Yapılacaklar =>
**1)** Cumhurbaşkanlığı seçimini ele alan metne göre cumhurbaşkanlığında ürün nedir?
**2)** Cumhurbaşkanlığı seçimini ele alan metinde "Solun oylarını konsolide" sözleriyle başlayan yerden "Güven veriyor mu?" sözleriyle biten yere kadar her şeyi olduğu gibi yazın.

Metin bölümü =>
»»

Solcular “aman sağa vermeyin” lafazanlığı yapar.
Ayni şekilde milliyetçi-sağcılar da gazel okur.
Onlar da “bunlar satacak bizi Rum’a” der.
Hepsi külliyen yalan.
Cumhurbaşkanlığında ideoloji yok.
Halkın da artık ideolojisi yok.
Kimse sağcı diye oy almayacak.
Kimse solcu diye Silihtar’a gitmeyecek.
Bu yüzden bu masala kimse kapılmasın.
Hele ki adaylar.
Sağın toplam oyu şu ben kazanırım diyenler.
Solun oylarını konsolide ederim diyenler.
Bu hesapta iseler şimdiden kaybettiler.
*****
Cumhurbaşkanlığında ürün adayın kendisi.
Partisinin bir önemi yok.
Tıpkı Belediye Başkanlığı gibi.
Halk kişiye bakıyor.
Güven veriyor mu?
Yalan söylüyor mu?
O makamın ciddiyetine haiz mi?
Topluyor, bölüyor, çıkarıyor ve seçiyor.
Yani demem şu;
İdeolojiler söz konusu bile değil.
Halk o makama güvenmek istiyor sadece.

««

Malzeme =>
»»

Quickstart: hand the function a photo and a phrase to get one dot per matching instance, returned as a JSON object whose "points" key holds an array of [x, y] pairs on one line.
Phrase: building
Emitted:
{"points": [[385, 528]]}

««

Alıştırma cevapları =>
**1)** Adayın kendisi.

**2)**
Solun oylarını konsolide ederim diyenler.
Bu hesapta iseler şimdiden kaybettiler.
*****
Cumhurbaşkanlığında ürün adayın kendisi.
Partisinin bir önemi yok.
Tıpkı Belediye Başkanlığı gibi.
Halk kişiye bakıyor.
Güven veriyor mu?